-- Exercise --
Transcribe word for word the lines below from the line with "Every instance of the rocky shoreline" through the line with "Every instance of the seawater", ends included.
#### Extracted records ####
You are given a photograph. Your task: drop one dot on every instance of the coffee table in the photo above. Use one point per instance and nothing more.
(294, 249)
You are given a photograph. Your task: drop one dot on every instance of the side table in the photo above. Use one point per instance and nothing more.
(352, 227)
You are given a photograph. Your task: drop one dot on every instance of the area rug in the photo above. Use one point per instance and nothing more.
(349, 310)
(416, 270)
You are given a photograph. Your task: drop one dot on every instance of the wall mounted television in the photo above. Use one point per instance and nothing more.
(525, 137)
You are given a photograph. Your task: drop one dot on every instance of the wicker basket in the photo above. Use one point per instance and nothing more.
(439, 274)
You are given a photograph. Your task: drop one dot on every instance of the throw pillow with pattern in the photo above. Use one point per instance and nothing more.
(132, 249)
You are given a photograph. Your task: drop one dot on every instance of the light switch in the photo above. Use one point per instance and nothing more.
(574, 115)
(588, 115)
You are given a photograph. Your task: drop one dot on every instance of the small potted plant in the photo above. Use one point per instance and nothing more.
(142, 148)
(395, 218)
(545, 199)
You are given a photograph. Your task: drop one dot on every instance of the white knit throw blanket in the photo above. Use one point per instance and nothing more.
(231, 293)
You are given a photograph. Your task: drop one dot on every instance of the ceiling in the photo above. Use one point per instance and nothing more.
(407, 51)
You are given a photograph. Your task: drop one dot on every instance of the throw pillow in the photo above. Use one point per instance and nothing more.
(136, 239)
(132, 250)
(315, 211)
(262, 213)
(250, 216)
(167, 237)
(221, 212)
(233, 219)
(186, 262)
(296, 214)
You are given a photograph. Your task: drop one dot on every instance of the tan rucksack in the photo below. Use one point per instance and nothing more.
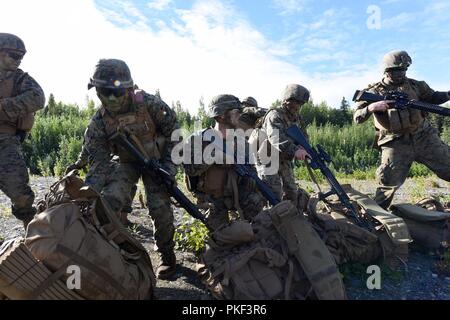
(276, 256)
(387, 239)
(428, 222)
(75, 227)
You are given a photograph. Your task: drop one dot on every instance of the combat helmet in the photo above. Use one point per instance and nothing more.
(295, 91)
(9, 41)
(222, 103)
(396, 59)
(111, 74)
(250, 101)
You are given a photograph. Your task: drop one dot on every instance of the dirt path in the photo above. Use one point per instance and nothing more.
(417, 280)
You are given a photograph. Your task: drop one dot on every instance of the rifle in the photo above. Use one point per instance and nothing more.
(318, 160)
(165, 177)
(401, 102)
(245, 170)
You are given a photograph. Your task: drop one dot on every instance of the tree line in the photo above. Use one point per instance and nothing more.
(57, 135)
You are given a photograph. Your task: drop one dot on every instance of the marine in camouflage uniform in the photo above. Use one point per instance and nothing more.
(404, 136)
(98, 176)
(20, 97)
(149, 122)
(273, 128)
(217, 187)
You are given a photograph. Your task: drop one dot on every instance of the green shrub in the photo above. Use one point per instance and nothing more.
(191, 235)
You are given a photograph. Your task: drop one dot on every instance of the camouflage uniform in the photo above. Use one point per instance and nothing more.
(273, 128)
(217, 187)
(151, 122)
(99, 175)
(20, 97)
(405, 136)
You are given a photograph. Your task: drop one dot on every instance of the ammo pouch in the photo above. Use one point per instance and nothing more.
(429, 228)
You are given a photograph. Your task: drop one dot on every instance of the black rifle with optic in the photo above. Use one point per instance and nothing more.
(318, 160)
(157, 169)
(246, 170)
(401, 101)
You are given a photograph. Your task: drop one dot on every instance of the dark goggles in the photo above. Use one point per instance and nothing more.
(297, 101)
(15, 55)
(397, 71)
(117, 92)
####
#### Extracted records ####
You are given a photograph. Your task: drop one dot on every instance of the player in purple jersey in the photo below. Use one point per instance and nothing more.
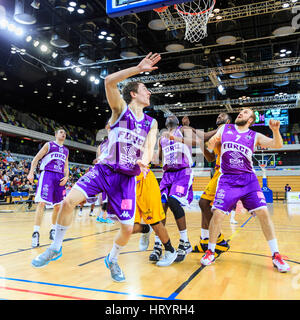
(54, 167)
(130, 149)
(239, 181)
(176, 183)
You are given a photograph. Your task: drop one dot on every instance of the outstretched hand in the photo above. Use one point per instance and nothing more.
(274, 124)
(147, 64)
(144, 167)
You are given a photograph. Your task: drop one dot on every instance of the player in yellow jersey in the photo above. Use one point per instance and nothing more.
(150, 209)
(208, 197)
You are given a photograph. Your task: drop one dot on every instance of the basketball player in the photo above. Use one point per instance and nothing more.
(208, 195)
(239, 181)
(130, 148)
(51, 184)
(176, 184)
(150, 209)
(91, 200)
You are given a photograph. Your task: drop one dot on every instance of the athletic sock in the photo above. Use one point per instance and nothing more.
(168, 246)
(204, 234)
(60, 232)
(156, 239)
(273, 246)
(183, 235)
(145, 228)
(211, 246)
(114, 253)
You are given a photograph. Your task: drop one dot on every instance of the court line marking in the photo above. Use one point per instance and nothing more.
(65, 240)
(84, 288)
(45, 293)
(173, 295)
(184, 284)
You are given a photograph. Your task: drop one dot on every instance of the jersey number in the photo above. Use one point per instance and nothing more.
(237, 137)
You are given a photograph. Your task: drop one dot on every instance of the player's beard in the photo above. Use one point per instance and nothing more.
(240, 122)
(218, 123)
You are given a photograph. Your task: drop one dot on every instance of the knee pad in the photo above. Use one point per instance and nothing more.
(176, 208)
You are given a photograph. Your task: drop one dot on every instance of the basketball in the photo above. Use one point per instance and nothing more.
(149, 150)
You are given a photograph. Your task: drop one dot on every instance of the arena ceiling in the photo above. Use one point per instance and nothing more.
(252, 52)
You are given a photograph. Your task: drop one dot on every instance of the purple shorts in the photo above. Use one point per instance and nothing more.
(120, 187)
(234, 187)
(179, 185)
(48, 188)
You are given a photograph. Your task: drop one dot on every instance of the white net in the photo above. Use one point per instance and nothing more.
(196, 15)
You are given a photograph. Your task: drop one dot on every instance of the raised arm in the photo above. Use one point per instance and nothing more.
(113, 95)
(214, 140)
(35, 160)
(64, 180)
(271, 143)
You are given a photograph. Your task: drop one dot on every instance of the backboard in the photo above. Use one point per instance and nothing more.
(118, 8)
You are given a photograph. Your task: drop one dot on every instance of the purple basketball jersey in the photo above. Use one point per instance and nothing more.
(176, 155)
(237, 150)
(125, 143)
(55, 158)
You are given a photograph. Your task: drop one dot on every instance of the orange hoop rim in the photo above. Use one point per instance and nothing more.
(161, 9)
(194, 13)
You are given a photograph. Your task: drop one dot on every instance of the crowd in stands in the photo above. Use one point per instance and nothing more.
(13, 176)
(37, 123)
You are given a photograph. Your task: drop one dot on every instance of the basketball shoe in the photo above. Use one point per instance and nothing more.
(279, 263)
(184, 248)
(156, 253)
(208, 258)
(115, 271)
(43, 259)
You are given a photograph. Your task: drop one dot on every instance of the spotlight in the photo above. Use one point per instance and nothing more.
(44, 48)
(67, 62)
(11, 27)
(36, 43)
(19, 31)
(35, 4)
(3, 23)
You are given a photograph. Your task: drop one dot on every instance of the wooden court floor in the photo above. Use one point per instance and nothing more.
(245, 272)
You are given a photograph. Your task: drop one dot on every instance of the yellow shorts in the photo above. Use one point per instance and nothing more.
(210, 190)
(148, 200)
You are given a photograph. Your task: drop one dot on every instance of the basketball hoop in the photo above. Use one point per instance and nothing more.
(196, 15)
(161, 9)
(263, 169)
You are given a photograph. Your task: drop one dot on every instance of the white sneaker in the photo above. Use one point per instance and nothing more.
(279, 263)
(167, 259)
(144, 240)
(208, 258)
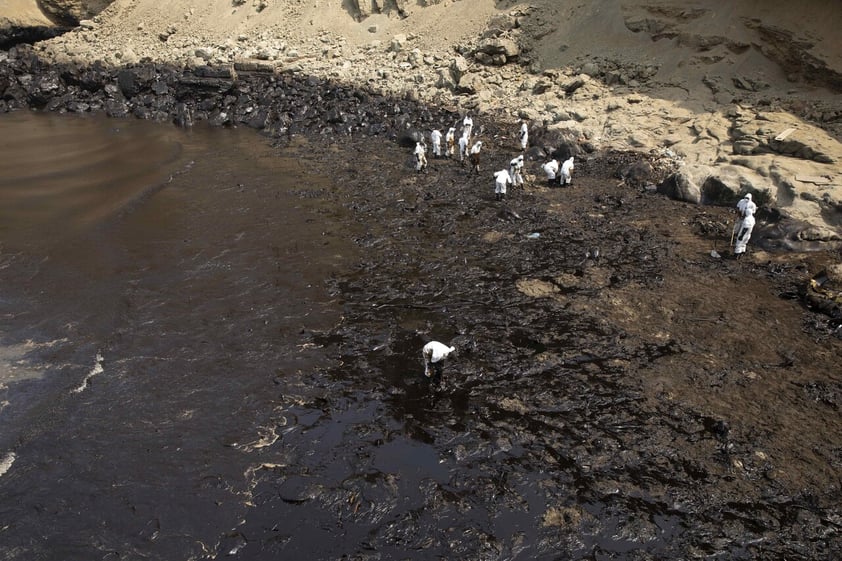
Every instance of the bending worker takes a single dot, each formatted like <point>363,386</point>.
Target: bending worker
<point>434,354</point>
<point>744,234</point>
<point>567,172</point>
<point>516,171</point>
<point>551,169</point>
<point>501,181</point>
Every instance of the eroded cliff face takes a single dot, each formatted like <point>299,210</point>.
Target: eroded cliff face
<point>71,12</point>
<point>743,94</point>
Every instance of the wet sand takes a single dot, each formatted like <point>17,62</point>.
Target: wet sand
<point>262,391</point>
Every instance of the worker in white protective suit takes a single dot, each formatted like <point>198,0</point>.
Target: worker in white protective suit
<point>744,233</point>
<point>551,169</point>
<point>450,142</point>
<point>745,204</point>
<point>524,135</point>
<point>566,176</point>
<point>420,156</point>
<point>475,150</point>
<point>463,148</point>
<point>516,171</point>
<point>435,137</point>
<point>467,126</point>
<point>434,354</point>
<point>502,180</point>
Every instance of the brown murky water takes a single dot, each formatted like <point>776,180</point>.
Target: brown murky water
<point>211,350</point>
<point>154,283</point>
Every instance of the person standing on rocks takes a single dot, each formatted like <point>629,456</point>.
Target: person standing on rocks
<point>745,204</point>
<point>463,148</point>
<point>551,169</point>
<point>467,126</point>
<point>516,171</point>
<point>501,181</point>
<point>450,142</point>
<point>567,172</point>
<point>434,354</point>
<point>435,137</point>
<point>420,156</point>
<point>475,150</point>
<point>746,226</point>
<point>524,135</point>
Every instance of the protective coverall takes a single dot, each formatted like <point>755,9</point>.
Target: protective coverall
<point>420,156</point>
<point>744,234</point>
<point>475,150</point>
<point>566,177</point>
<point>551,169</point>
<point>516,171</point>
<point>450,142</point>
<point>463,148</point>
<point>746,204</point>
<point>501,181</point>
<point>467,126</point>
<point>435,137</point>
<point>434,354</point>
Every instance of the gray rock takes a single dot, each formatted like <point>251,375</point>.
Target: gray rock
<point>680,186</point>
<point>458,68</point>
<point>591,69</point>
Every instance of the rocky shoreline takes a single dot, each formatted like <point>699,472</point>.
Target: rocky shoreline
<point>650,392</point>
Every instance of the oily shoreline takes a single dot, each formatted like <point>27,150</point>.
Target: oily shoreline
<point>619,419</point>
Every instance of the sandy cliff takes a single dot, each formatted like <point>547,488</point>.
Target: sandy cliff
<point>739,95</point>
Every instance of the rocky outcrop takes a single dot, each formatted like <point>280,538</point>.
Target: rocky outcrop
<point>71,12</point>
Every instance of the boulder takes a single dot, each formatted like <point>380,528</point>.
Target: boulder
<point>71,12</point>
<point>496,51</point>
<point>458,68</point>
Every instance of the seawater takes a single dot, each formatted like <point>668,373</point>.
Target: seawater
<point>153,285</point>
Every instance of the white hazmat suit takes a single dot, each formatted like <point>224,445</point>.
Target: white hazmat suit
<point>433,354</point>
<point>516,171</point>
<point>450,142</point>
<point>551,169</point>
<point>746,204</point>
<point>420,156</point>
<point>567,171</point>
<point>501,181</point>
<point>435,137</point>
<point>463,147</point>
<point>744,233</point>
####
-- Output for this exercise --
Every instance of the rocky shoreline takes a single dot, each formatted like <point>699,472</point>.
Target: rocky shoreline
<point>650,392</point>
Every instance of the oily shoreline takes a single dot, each formatted like <point>27,150</point>.
Target: oily shoreline
<point>619,419</point>
Every instance of the sandy cliff takes a single dot, each formatted like <point>547,488</point>.
Target: sandy cliff
<point>739,95</point>
Every instance of the rocky outcrop takes a single dot, each formatted like <point>280,538</point>.
Target: rocky outcrop
<point>71,12</point>
Every instance of the boulder takes a single dot, each formatted like <point>380,528</point>.
Target: boulder
<point>71,12</point>
<point>496,51</point>
<point>458,68</point>
Every instance of the seawater takes a single dot, each formatted like <point>668,373</point>.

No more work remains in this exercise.